What is expected: Would you return the complete listing below word for word?

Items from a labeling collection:
^^^^^^^^^^^^^^^^

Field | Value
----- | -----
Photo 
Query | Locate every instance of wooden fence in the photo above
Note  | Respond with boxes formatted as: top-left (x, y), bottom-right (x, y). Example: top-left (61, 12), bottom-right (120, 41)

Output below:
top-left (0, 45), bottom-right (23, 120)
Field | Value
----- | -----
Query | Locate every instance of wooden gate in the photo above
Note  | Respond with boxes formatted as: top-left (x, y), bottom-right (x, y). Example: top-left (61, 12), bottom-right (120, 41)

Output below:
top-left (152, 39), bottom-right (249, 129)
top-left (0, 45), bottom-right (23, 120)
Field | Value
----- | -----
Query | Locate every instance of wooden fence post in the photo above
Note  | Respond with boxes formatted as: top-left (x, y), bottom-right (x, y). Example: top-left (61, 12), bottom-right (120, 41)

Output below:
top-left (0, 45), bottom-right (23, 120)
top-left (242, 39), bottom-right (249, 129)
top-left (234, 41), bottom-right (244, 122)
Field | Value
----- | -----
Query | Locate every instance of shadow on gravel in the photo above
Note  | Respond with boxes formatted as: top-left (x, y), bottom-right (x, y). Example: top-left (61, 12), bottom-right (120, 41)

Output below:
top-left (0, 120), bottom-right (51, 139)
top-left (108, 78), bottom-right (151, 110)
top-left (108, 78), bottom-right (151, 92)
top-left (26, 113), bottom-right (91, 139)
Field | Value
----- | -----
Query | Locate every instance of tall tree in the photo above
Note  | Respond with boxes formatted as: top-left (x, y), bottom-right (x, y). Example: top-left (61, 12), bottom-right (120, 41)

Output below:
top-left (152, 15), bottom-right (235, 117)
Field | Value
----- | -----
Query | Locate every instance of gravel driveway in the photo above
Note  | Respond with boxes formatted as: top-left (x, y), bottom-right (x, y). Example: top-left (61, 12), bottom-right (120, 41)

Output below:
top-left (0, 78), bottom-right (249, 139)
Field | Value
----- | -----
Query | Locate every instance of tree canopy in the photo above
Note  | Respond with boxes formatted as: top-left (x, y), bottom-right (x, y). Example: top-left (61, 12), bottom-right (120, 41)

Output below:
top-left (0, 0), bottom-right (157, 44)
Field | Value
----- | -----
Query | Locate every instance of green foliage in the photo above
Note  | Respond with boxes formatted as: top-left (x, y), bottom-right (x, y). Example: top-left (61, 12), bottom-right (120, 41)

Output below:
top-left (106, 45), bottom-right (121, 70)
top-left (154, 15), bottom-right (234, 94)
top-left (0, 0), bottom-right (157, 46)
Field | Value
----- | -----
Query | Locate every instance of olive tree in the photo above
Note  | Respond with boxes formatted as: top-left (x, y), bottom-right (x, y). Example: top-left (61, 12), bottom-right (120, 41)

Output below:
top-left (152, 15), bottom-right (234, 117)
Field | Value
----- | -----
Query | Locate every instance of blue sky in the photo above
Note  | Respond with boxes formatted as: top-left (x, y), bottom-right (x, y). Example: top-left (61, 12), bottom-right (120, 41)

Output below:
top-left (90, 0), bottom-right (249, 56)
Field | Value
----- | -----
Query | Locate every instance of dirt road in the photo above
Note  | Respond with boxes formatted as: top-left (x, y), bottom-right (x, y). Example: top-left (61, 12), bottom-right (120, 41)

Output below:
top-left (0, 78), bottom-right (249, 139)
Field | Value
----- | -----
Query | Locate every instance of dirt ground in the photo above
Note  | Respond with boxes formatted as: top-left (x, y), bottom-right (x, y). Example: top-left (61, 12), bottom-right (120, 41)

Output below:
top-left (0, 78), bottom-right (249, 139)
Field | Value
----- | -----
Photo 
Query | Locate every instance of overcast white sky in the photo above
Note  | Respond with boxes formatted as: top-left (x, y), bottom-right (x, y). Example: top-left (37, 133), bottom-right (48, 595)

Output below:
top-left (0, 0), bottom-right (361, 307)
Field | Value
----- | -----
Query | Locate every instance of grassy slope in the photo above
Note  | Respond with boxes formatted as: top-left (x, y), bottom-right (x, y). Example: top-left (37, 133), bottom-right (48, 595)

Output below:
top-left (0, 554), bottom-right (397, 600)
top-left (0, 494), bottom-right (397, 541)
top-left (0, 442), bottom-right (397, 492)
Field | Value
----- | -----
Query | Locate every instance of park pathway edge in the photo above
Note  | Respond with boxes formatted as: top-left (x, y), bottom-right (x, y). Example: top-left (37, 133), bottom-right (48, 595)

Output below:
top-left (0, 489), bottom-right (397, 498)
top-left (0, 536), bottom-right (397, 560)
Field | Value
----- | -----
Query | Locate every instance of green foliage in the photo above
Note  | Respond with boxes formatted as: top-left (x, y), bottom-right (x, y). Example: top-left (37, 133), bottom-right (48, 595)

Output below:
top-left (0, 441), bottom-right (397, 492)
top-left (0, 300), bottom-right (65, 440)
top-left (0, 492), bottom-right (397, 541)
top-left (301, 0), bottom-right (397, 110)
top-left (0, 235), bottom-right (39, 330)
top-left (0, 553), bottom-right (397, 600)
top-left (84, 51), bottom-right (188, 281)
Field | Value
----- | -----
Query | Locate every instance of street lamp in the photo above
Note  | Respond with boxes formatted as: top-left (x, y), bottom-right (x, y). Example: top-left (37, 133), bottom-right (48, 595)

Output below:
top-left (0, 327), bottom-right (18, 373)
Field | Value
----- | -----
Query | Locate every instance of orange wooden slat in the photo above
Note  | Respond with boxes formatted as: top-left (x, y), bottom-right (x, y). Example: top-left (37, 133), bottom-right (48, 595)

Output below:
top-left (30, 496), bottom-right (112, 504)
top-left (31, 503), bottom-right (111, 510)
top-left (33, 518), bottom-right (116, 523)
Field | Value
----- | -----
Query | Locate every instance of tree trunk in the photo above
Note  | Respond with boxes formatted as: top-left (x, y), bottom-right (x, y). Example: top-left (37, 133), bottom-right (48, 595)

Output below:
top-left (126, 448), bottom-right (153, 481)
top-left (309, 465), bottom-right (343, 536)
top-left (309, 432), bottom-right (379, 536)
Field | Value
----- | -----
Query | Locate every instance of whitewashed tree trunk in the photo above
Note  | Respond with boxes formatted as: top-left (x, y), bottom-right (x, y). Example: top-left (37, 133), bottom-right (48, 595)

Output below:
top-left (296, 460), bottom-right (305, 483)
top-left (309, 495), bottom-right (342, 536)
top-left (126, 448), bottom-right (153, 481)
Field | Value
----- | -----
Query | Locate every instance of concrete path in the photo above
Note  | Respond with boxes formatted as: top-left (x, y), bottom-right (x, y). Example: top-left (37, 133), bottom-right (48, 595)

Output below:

^^^^^^^^^^^^^^^^

Result:
Field | Value
----- | -----
Photo 
Query | Locate every instance of wooden fence in the photo above
Note  | Respond with boxes formatted as: top-left (x, y), bottom-right (x, y). Example: top-left (61, 12), bottom-right (120, 41)

Output below:
top-left (0, 45), bottom-right (23, 120)
Field | Value
----- | -----
Query | Locate every instance of wooden gate in the photo above
Note  | Respond with boxes formatted as: top-left (x, y), bottom-right (x, y). Example: top-left (61, 12), bottom-right (120, 41)

Output below:
top-left (152, 39), bottom-right (249, 129)
top-left (0, 45), bottom-right (23, 120)
Field | Value
----- | -----
Query | Locate every instance of wooden fence post in the photo above
Note  | Respond with boxes formatted as: top-left (x, y), bottom-right (x, y). Example: top-left (61, 12), bottom-right (120, 41)

Output below:
top-left (0, 45), bottom-right (23, 120)
top-left (242, 39), bottom-right (249, 129)
top-left (234, 41), bottom-right (244, 122)
Field | Value
----- | -----
Query | Locate every instance of shadow on gravel in the photo above
Note  | Respond with boxes formatted as: top-left (x, y), bottom-right (x, y). Example: top-left (61, 12), bottom-right (120, 41)

Output below:
top-left (0, 120), bottom-right (51, 139)
top-left (108, 78), bottom-right (151, 110)
top-left (108, 78), bottom-right (151, 92)
top-left (26, 113), bottom-right (91, 139)
Field | Value
----- | -----
Query | Locate every instance of tall tree in the photo above
Note  | Respond with boxes formatted as: top-left (x, y), bottom-right (x, y). Example: top-left (61, 12), bottom-right (120, 41)

Output below:
top-left (152, 15), bottom-right (235, 117)
Field | Value
----- | -----
Query | Locate every instance of gravel driveway in the photo above
Note  | Respond with boxes formatted as: top-left (x, y), bottom-right (x, y). Example: top-left (61, 12), bottom-right (120, 41)

Output below:
top-left (0, 78), bottom-right (249, 139)
Field | Value
----- | -----
Query | Locate every instance of tree canopy in the photo above
Note  | Respond with boxes formatted as: top-left (x, y), bottom-right (x, y). Example: top-left (61, 12), bottom-right (120, 41)

Output below:
top-left (0, 0), bottom-right (157, 44)
Field | Value
----- | -----
Query | Locate every instance of green foliage in the photo above
Note  | Respond with boxes formatted as: top-left (x, y), bottom-right (x, y). Example: top-left (61, 12), bottom-right (120, 41)

Output below:
top-left (106, 45), bottom-right (121, 70)
top-left (154, 15), bottom-right (234, 94)
top-left (0, 0), bottom-right (157, 46)
Field | Value
----- | -----
Query | Locate every instance of olive tree in the photo above
Note  | Respond with boxes formatted as: top-left (x, y), bottom-right (x, y). Example: top-left (61, 12), bottom-right (120, 41)

Output below:
top-left (152, 15), bottom-right (234, 117)
Field | Value
----- | -----
Query | Locate every instance of blue sky in the photo above
Note  | Respond with boxes formatted as: top-left (x, y), bottom-right (x, y). Example: top-left (61, 12), bottom-right (120, 41)

Output below:
top-left (90, 0), bottom-right (249, 56)
Field | Value
----- | -----
Query | Locate every instance of dirt road in the photo above
Note  | Respond with boxes formatted as: top-left (x, y), bottom-right (x, y). Example: top-left (61, 12), bottom-right (120, 41)

Output below:
top-left (0, 78), bottom-right (249, 139)
Field | Value
----- | -----
Query | Locate every instance of dirt ground in the photo above
Note  | Respond with boxes formatted as: top-left (x, y), bottom-right (x, y). Example: top-left (61, 12), bottom-right (120, 41)

Output below:
top-left (0, 78), bottom-right (249, 139)
Field | Value
----- | -----
Photo 
Query | Locate every instance of overcast white sky in the photo above
Note  | Respond with boxes formatted as: top-left (x, y), bottom-right (x, y). Example: top-left (37, 133), bottom-right (48, 595)

Output below:
top-left (0, 0), bottom-right (361, 307)
Field | Value
----- | -----
Query | Locate every instance of grassy slope in the photo above
Note  | Respond with boxes formatted as: top-left (x, y), bottom-right (x, y). Example: top-left (37, 133), bottom-right (48, 595)

Output below:
top-left (0, 554), bottom-right (397, 600)
top-left (0, 494), bottom-right (397, 541)
top-left (0, 442), bottom-right (397, 492)
Field | Value
----- | -----
Query | Locate every instance of park pathway edge in the photo above
Note  | Respond with boxes formatted as: top-left (x, y), bottom-right (x, y). Example: top-left (37, 133), bottom-right (48, 595)

Output below:
top-left (0, 489), bottom-right (397, 498)
top-left (0, 536), bottom-right (397, 560)
Field | Value
----- | -----
Query | Locate every instance of green foliage in the photo above
Note  | Respond with boxes formatted as: top-left (x, y), bottom-right (x, y). Example: top-left (37, 133), bottom-right (48, 595)

Output below:
top-left (0, 441), bottom-right (397, 492)
top-left (0, 300), bottom-right (65, 440)
top-left (0, 492), bottom-right (397, 541)
top-left (301, 0), bottom-right (397, 110)
top-left (0, 235), bottom-right (39, 330)
top-left (0, 553), bottom-right (397, 600)
top-left (84, 51), bottom-right (188, 281)
Field | Value
----- | -----
Query | Locate every instance of street lamp in the photo above
Note  | Respond with boxes formatted as: top-left (x, y), bottom-right (x, y). Example: top-left (37, 133), bottom-right (48, 595)

Output below:
top-left (0, 327), bottom-right (18, 373)
Field | Value
----- | -----
Query | Locate every instance of orange wooden slat in the photo above
Note  | Respond with boxes formatted as: top-left (x, y), bottom-right (x, y). Example: top-left (37, 133), bottom-right (48, 595)

Output below:
top-left (30, 496), bottom-right (112, 504)
top-left (31, 503), bottom-right (111, 510)
top-left (33, 518), bottom-right (116, 523)
Field | Value
----- | -----
Query | Locate every instance of tree trunk in the photo above
Note  | Respond with boxes formatted as: top-left (x, y), bottom-right (x, y). Example: top-left (37, 133), bottom-right (48, 595)

Output below:
top-left (126, 448), bottom-right (153, 481)
top-left (309, 465), bottom-right (343, 536)
top-left (309, 432), bottom-right (379, 536)
Field | Value
----- | -----
Query | Locate every instance of whitewashed tree trunk in the photo above
Note  | Respond with boxes formatted as: top-left (x, y), bottom-right (x, y). Example: top-left (37, 133), bottom-right (48, 595)

Output below:
top-left (296, 460), bottom-right (305, 483)
top-left (309, 495), bottom-right (342, 536)
top-left (126, 448), bottom-right (153, 481)
Field | Value
----- | -----
Query | Locate every instance of concrete path in the photo above
Note  | Respond with boxes formatted as: top-left (x, y), bottom-right (x, y). Example: top-left (37, 133), bottom-right (48, 595)

Output below:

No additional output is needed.